■ DIRECTION ■
Collect every line in the listing below that contains the word "blue" and copy each one in full. A line counts only if the letters match in case.

========

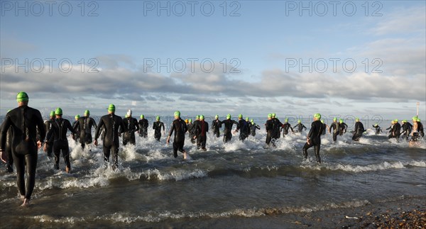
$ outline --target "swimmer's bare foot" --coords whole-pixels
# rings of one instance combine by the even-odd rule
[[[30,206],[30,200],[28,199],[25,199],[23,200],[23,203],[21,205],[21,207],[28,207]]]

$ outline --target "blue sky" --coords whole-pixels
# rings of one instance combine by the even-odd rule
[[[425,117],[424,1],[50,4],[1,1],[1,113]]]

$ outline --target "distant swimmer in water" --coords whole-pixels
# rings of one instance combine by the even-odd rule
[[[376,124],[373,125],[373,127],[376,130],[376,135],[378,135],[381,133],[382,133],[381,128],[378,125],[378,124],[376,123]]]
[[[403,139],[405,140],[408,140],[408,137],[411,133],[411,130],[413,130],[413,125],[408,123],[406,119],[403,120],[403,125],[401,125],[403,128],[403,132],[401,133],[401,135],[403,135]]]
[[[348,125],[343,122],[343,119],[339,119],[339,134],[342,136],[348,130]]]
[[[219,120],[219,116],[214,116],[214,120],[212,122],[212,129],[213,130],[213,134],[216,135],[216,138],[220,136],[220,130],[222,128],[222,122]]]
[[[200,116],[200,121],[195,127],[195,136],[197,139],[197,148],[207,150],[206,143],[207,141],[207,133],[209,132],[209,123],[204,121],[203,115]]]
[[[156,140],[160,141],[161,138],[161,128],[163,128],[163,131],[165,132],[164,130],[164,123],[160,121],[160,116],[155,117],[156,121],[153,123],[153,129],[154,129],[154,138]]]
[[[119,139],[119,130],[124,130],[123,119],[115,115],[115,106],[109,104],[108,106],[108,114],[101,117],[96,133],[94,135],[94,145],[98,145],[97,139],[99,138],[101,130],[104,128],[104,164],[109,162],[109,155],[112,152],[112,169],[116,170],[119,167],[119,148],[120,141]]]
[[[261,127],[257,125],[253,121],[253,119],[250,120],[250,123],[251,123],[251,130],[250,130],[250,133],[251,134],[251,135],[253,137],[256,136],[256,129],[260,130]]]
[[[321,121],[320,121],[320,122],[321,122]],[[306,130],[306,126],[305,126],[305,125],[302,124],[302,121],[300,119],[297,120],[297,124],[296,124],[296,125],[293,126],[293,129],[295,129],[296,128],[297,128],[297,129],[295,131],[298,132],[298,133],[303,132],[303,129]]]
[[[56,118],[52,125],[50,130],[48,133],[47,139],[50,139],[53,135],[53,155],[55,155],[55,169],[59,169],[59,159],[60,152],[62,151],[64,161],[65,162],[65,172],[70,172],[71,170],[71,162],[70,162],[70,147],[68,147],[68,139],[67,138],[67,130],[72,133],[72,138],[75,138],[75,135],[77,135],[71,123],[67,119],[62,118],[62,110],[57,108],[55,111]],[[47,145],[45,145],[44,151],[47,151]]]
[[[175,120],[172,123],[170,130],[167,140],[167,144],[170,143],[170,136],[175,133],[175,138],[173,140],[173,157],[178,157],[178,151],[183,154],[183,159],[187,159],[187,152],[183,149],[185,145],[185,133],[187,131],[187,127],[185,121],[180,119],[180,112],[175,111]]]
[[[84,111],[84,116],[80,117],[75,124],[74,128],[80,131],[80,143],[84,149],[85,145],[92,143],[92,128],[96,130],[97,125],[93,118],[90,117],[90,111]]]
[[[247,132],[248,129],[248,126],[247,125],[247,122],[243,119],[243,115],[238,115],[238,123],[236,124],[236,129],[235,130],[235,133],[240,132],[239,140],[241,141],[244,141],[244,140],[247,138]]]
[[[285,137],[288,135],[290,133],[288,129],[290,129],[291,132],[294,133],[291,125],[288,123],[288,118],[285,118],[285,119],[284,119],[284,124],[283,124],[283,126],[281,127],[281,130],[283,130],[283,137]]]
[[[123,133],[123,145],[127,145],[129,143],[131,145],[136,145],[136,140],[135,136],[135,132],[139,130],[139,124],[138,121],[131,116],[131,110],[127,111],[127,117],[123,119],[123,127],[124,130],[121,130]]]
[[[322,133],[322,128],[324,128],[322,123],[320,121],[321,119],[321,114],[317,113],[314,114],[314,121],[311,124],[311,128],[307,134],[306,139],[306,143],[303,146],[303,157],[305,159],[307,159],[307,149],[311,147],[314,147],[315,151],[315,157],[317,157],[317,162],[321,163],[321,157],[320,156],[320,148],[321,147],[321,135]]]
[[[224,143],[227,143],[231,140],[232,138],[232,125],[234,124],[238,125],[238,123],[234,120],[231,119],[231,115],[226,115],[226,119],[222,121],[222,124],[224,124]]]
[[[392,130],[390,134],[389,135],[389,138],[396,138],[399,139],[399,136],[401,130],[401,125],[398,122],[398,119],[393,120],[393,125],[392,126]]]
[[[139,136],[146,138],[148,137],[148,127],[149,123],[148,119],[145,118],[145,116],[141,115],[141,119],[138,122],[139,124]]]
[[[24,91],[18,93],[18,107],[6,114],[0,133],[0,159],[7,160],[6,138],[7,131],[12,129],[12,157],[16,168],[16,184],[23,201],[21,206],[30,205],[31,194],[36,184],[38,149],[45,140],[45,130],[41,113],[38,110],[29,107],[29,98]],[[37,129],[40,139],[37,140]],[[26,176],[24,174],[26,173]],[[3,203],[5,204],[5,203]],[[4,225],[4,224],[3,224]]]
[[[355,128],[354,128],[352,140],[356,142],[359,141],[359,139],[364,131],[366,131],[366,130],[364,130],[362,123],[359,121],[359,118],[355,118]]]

========

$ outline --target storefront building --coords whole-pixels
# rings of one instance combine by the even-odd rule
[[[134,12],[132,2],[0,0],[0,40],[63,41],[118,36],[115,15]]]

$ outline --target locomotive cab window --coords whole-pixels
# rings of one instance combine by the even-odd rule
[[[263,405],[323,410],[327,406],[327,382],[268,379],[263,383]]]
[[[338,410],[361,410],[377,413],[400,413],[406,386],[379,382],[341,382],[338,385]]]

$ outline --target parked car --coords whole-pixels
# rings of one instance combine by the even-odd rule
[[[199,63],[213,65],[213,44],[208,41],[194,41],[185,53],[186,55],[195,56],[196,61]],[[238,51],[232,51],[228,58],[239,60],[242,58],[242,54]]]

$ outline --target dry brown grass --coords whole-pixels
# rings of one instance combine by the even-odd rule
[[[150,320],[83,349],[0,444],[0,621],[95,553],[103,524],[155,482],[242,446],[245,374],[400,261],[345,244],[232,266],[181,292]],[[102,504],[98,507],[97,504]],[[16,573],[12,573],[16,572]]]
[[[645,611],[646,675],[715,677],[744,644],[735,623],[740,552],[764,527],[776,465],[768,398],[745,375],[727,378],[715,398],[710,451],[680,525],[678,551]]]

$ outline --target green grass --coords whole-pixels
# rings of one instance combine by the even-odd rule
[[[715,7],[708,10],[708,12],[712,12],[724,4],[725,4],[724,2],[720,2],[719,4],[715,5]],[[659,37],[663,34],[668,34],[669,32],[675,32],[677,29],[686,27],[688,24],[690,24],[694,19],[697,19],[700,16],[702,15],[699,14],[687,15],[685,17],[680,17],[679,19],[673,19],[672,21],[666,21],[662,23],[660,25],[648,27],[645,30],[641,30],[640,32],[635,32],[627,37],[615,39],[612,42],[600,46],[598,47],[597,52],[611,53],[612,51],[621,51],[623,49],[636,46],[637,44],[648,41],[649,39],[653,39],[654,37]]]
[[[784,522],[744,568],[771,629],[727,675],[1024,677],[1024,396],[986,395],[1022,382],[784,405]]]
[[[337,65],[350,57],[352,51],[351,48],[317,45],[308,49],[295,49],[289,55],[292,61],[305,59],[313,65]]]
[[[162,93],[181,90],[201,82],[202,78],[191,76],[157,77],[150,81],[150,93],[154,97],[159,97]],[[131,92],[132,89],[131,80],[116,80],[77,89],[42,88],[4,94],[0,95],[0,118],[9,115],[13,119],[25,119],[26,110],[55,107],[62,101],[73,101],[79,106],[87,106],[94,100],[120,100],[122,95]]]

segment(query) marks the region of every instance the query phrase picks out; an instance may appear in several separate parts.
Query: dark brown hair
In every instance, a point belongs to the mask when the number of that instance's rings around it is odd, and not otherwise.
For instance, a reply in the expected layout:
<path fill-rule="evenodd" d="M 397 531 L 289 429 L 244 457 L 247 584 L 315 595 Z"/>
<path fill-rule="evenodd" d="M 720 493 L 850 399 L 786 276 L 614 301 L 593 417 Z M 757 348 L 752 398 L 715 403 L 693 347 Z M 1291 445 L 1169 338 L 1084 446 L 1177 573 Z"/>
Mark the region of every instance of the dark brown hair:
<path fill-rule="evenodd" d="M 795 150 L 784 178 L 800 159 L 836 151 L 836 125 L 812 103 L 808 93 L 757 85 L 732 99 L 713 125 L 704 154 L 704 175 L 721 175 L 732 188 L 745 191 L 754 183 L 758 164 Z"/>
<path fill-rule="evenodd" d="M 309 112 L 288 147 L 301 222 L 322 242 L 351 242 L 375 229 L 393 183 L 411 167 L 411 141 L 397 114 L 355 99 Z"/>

========

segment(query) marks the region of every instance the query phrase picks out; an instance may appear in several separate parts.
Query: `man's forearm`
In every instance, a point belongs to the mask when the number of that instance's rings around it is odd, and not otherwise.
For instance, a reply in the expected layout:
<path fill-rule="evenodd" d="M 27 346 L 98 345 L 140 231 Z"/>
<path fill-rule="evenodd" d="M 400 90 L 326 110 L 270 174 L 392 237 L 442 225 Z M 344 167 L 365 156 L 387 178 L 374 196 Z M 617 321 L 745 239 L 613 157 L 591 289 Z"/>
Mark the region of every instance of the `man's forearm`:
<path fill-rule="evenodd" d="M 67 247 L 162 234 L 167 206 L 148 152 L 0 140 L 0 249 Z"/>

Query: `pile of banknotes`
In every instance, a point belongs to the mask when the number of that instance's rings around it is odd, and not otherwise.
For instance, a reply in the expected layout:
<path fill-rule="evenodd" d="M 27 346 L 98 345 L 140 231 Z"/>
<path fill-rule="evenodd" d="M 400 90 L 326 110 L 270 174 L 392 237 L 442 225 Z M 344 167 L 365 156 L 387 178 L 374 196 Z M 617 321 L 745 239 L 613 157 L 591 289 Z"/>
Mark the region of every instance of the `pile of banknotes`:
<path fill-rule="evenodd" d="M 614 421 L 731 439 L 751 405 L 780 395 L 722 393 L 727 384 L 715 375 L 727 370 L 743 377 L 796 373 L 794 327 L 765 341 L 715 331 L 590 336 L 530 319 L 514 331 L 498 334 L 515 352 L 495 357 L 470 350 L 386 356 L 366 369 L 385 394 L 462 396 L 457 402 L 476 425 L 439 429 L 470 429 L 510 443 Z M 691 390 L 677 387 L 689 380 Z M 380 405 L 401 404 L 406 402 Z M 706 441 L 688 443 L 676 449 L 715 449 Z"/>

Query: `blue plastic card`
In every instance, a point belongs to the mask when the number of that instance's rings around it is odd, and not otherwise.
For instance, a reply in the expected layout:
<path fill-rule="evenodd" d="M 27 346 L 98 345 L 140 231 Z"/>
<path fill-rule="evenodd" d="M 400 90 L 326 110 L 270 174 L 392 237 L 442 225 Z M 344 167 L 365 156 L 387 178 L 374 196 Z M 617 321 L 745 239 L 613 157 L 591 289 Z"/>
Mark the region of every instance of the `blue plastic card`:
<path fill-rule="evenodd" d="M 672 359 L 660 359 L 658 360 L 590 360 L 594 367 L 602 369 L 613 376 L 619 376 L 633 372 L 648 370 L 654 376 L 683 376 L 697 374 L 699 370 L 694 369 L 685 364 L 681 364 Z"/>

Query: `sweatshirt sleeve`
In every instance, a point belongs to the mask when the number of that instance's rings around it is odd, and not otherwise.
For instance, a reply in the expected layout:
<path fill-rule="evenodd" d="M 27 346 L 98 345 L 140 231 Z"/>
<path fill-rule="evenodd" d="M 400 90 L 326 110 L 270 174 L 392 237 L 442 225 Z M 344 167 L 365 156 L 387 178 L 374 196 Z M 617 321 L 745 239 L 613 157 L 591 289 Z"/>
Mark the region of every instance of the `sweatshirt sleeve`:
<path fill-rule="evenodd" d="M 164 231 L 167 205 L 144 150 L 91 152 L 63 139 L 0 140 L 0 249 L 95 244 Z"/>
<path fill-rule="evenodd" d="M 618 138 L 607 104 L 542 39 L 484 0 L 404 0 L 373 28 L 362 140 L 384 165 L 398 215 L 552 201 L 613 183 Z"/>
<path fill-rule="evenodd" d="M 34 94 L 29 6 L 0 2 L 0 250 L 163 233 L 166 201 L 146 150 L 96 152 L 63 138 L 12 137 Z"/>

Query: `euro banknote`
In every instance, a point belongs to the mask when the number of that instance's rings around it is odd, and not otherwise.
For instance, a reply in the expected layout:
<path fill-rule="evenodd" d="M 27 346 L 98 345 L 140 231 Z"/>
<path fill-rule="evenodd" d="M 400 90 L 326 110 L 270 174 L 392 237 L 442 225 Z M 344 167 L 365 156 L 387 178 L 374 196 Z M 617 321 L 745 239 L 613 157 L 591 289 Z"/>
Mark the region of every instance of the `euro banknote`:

========

■ SOLUTION FOR THIS EXERCISE ■
$ outline --target "blue sky" --coords whole-pixels
Query: `blue plastic card`
Mark the region of every instance of the `blue plastic card`:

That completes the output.